** Begin Extract **
Opeth
Heritage

As a longtime Opeth fan (my favorite band for almost 14 years), I can’t say I was that surprised when Mikael Akerfeldt announced that the new album would be a completely prog rock affair. No growls, no thick, distorted guitars, no death metal at all. Yet it’s a natural transition for a band that, from the very beginning, has melded progressive rock and death metal like no other band before, and has become the inspirational blueprint for countless bands since. And once the initial shock wore off that we wouldn’t be hearing that cavernous, expressive roar for awhile (perhaps a long while), I began to get excited and curious about what a fully unleashed progressive rock Opeth might sound like. Fans know that Mikael Akerfeldt is a huge collector and connoisseur of obscure 60s and 70s prog and folk, so this new evolution would most likely be a direct conduit into that obsession.

Well, Heritage is finally here, and what a long, strange trip it is.

First off, there’s no mistaking that it’s Opeth: the intricately layered, call-and-response compositions; the fluid, coiling guitars; the jazzy drumming; and of course, Mikael’s silky-clean croons. All of that is still here. The recording is warm, organic, nakedly honest, and the musicianship, as always, is exquisite. And yet, this definitely sounds… different.

Lead single “The Devil’s Orchard” opens as a groovy, serpentine jam with snappy drumming and shock-occult lyrics – “God is dead,” Mikael chants, the first time we’ve ever heard anything this overtly anti-religion from Opeth. After that, the song floats off into a creepy dirge of warbling organs (picture a Satanic ritual aboard the Yellow Submarine, while lost in the Sea of Monsters) before unexpectedly brightening once more. Follow-up “I Feel the Dark” (one of my favorites here) wraps its first half around a gorgeous, nimble guitar lick and bassline heartbeat, but then, strangely, veers into a massive doom-lurch of organs in its second half. Listen closer, though, and you’ll realize that the organs are playing the same minor-key mellotron melody used in the second segment. And two songs later, “Nepenthe,” which starts with a similarly low-key ballad, explodes into a peculiar, staccato jazz freak-out that’s unlike anything we’ve ever heard from the guys (except maybe the really weird off-time lurch in the center of “The Drapery Falls”). And “Famine,” perhaps the strangest and most patchwork song on the album, traipses through an eerie dreamworld of folk, prog and doom, and features a guest performance by Afro-Cuban percussionist Alex Acuña and a terrifying flute solo by Bjorn Json Lindh.

These, plus other tracks like the soft and soothing “Haxprocess” (which means ‘witch trial’) and the two lovely bonus tracks, “Pyre” (the only track co-written with a band member, in this case guitarist Fredrik Akesson) and “Face in the Snow,” are mostly mid-tempo, moody affairs. However, there are a couple of up-tempo numbers as well, like the swaggering, Zeppelin-esque “Slither.” It’s the most straightforward thing on Heritage (aside from the beautiful intro and outro tracks, “Heritage” and “Marrow of the Earth”), and perhaps one of the most traditional ‘rock’ songs that the band has ever written. Akerfeldt also says that it’s dedicated to Ronnie James Dio (and as stated in the liner notes, the entire album is as well).
** End Extract **
**Exercise instructions:**
A: Answer these questions from the Heritage review:
(i) For how long has Opeth been the reviewer's favorite band?
(ii) Who plays the flute solo on "Famine"?
(iii) Which bonus track was co-written with guitarist Fredrik Akesson?
B: Write the next paragraph of the Heritage review, continuing after its final sentence.
The entries have no connection to the Heritage review.
** Begin Dataset extract **
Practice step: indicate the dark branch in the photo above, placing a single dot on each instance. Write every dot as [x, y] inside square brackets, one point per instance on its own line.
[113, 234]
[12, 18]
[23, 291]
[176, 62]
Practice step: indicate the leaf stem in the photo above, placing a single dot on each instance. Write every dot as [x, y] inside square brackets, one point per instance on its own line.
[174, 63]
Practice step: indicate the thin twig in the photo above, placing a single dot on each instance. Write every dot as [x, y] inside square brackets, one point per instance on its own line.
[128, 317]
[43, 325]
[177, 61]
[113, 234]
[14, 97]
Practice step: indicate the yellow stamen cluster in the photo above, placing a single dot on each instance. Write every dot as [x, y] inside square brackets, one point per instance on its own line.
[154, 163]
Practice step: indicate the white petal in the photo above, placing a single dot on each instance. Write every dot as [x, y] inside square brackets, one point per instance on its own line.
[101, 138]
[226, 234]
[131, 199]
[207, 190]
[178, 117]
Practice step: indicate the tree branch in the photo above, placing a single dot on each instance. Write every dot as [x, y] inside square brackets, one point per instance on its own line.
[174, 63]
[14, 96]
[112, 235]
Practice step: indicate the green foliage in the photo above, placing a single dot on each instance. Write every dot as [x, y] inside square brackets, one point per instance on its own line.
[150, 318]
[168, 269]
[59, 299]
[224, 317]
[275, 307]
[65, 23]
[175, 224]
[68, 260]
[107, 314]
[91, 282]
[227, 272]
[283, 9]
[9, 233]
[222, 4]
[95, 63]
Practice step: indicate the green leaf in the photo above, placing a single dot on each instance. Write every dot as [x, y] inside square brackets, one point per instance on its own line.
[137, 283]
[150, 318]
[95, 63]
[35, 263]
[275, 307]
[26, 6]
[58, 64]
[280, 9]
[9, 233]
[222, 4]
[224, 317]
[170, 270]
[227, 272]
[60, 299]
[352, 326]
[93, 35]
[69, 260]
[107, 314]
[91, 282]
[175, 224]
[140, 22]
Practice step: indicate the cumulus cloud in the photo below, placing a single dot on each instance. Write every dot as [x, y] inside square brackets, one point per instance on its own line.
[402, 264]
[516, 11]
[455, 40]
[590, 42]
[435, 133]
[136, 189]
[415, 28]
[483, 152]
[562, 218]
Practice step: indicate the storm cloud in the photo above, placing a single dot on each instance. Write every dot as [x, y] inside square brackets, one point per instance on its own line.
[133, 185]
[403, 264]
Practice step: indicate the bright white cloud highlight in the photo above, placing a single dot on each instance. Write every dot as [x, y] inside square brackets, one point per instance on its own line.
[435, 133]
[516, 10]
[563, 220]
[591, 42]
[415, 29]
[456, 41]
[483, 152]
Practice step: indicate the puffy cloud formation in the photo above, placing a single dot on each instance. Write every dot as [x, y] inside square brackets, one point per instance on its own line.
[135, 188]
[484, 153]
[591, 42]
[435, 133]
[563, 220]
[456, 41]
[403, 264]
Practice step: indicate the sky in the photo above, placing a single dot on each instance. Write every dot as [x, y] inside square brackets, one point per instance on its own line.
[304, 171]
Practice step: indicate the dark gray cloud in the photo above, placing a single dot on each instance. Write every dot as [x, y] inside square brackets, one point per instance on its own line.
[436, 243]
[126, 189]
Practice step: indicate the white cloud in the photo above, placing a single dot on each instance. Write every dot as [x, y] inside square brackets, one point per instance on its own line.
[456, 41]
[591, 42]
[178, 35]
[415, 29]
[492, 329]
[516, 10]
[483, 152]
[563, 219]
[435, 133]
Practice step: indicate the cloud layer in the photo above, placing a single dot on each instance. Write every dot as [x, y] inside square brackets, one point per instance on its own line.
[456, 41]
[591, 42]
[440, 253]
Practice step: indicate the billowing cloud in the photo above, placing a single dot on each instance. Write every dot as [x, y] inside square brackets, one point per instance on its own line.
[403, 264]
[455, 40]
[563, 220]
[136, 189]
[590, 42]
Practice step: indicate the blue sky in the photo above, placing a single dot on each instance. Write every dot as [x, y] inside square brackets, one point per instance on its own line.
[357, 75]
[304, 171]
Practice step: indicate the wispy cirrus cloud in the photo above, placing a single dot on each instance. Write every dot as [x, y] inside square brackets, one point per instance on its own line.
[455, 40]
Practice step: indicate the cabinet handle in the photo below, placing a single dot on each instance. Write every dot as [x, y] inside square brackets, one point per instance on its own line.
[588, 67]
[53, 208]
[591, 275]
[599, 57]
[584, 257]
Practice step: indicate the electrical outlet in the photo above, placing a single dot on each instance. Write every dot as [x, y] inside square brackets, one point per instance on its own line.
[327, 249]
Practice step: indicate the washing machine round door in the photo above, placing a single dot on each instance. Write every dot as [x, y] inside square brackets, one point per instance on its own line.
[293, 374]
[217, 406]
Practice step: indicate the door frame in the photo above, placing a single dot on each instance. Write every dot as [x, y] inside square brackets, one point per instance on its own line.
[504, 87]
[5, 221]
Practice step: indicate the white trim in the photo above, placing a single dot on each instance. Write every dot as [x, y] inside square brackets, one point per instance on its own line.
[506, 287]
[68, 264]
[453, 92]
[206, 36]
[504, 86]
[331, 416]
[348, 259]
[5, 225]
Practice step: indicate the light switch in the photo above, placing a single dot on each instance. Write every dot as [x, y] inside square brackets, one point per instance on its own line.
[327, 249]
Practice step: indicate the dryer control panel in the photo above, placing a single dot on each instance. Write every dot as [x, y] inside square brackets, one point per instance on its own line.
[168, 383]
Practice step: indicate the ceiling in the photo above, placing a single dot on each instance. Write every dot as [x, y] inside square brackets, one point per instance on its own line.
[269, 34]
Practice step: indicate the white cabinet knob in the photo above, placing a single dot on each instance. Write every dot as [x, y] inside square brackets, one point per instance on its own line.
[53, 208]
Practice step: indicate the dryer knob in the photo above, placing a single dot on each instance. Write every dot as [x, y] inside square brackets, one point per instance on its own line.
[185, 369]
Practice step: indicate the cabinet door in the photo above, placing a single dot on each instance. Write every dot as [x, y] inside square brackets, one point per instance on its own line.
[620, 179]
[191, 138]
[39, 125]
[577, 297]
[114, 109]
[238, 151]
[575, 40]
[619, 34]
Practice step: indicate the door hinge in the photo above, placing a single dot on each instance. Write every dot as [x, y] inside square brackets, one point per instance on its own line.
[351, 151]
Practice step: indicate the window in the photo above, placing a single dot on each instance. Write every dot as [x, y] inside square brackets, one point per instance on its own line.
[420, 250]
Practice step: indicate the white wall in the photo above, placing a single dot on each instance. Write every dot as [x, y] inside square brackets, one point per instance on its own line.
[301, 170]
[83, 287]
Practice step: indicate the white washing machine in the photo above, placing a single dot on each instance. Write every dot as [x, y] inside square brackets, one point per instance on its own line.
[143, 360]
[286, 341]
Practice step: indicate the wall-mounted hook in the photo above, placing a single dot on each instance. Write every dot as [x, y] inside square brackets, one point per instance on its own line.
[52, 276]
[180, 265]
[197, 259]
** End Dataset extract **
**Outputs in order:**
A:
(i) Almost 14 years.
(ii) Bjorn Json Lindh.
(iii) "Pyre."

B:
“The Lines in My Hand,” towards the end of the album, is peppier and more diverse. It starts off like a late-summer Grateful Dead jam that blends jumpy drums, playful bass, delicate flamenco-influenced guitars, pulsing keys and harmonized vocals, then breaks out into a rollicking Cream homage in its second half. Interestingly enough, this was the first track that Akerfeldt wrote for the new album (after two more traditional death-prog tracks which failed to heat his blood). It must have been hugely exciting for him to really unleash himself on the rest of the album after this first success.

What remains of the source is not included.